OBJECTIVE:
Copy out only the span from the line with "Identify the carved stone slab" to the end of the data, both ends kept, word for word.

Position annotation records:

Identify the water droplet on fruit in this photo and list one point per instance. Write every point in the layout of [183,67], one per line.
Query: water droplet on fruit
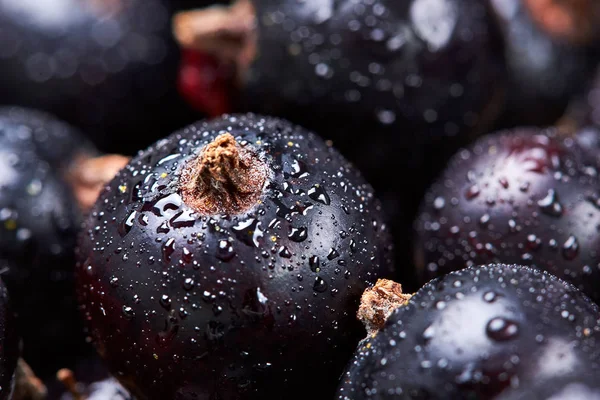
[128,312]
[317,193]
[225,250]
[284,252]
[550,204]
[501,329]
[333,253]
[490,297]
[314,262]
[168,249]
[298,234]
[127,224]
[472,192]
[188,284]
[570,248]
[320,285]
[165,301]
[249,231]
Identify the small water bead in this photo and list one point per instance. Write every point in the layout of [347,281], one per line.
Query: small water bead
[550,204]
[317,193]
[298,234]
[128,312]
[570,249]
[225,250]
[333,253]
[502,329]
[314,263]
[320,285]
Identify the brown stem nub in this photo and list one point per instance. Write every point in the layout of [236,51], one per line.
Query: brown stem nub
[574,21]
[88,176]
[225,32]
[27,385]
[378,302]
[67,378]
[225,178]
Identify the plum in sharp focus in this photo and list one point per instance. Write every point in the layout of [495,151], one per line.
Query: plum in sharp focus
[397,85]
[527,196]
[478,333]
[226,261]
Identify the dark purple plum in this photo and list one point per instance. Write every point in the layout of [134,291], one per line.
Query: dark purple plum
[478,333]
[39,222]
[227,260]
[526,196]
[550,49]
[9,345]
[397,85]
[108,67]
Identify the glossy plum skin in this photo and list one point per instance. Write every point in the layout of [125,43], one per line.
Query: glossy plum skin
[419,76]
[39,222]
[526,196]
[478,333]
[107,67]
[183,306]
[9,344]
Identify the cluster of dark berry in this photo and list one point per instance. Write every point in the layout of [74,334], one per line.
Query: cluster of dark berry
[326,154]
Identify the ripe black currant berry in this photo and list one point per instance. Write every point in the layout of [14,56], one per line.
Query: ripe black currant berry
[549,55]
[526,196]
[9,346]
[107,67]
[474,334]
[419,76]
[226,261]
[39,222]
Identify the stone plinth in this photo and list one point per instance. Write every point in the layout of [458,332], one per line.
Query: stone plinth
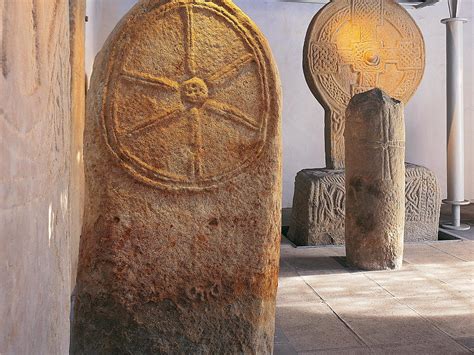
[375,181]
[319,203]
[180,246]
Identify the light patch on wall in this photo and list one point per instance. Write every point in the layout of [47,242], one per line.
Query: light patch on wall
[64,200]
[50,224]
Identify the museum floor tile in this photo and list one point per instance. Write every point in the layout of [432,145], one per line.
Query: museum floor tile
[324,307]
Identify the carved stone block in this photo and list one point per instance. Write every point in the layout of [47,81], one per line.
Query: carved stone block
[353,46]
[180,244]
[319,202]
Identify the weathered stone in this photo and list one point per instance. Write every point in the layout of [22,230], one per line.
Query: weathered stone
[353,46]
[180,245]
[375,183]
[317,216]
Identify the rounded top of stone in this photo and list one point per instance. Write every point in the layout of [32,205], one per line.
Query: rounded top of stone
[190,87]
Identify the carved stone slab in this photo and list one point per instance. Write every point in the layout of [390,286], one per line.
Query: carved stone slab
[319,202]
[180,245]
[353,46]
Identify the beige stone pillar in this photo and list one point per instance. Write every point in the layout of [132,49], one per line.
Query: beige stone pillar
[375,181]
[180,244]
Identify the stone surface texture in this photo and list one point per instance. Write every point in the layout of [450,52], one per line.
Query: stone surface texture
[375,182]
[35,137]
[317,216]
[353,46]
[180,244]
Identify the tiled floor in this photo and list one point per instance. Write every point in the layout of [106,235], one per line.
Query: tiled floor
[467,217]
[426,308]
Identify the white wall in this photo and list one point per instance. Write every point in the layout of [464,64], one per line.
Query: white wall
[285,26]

TASK OUTPUT:
Identify the carved stone slab in this photo and list one point per instance. Write every point in the layout of [390,286], one per line.
Query: carved stone slab
[319,202]
[180,245]
[353,46]
Identify the beige stone pillar in this photo and list one point per instance. Write every point in the layout of [132,49], one per line.
Query: beige stone pillar
[375,181]
[180,244]
Identify the stone surface texture in this photo and list one point per instance. Write every point in the layout of [450,52], one per line.
Query: stone surface texture
[375,182]
[35,137]
[317,216]
[353,46]
[180,244]
Identify the tiled floor in this photo and list one point per instance. Write every point in the layout of [106,235], one per line.
Query: tiled floor
[467,217]
[426,308]
Identify the white wall in this photo and list one point per instance. Write every point in the layout of [464,64], one per line.
Query: white wall
[285,26]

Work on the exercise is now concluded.